## What is expected
Reproduce exactly the lines from the line containing "Could you please spot the metal" through the end of the records below, including both ends, and nothing else.

## Input material
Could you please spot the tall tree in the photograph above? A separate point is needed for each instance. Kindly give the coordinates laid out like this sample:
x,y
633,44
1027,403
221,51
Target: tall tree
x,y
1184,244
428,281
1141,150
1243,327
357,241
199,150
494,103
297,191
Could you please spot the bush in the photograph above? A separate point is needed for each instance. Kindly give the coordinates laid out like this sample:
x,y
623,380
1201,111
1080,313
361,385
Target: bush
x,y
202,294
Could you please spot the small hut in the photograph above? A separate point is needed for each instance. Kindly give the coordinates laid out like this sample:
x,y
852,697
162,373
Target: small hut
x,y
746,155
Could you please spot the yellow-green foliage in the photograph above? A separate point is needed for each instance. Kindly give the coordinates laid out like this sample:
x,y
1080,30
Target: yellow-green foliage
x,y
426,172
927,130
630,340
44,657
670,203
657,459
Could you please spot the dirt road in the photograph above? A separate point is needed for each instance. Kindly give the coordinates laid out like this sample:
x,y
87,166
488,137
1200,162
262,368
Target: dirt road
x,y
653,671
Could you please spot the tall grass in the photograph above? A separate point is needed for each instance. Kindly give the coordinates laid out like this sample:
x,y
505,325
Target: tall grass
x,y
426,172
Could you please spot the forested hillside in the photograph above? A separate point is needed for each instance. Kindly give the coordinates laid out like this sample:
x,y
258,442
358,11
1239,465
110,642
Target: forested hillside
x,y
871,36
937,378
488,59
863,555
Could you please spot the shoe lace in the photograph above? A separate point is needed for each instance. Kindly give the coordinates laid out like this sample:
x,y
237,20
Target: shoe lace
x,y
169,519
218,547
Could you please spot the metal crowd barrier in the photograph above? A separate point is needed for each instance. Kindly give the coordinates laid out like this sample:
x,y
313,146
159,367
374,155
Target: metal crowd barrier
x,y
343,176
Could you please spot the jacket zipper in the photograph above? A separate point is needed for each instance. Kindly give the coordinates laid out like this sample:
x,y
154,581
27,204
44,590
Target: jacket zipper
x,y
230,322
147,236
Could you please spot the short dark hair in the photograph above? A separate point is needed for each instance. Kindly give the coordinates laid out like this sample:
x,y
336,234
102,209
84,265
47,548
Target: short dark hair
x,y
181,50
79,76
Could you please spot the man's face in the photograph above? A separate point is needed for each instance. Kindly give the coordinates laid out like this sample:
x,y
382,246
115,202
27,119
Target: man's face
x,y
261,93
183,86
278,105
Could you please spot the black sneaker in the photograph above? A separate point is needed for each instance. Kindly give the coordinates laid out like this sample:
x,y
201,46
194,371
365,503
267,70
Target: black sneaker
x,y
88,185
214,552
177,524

## Exercise response
Could you please spot the metal crowd barrier in the photograph above? A separate point is needed for each instance. Kindly give the coordinates laid out like this sample:
x,y
313,146
159,367
374,155
Target: metal crowd barrier
x,y
343,176
Could you please spot the jacket zipper in the photograph above? A separate point is needed for each instance. Kindly give the coordinates laid out like this sample:
x,y
154,581
27,204
44,590
Target: jacket zipper
x,y
230,322
147,236
Could you please spot the short dark hair in the photograph above? A separate point is needed for each instance. Kindly give the coordinates laid out like this sample:
x,y
336,234
102,209
84,265
47,548
Target: short dark hair
x,y
181,50
79,76
Could you please spot the man's face in the photograph above? A separate point is needed for each instance. Kindly give the coordinates laid out like this sample:
x,y
382,246
115,202
27,119
Target: man's face
x,y
261,93
183,86
278,105
Could you please spot the black sneaker in the photograph above? A separate point is needed for each instance. Kindly give the coordinates laid out like this sample:
x,y
201,46
194,371
365,503
267,70
Target: black sneaker
x,y
88,185
214,552
177,524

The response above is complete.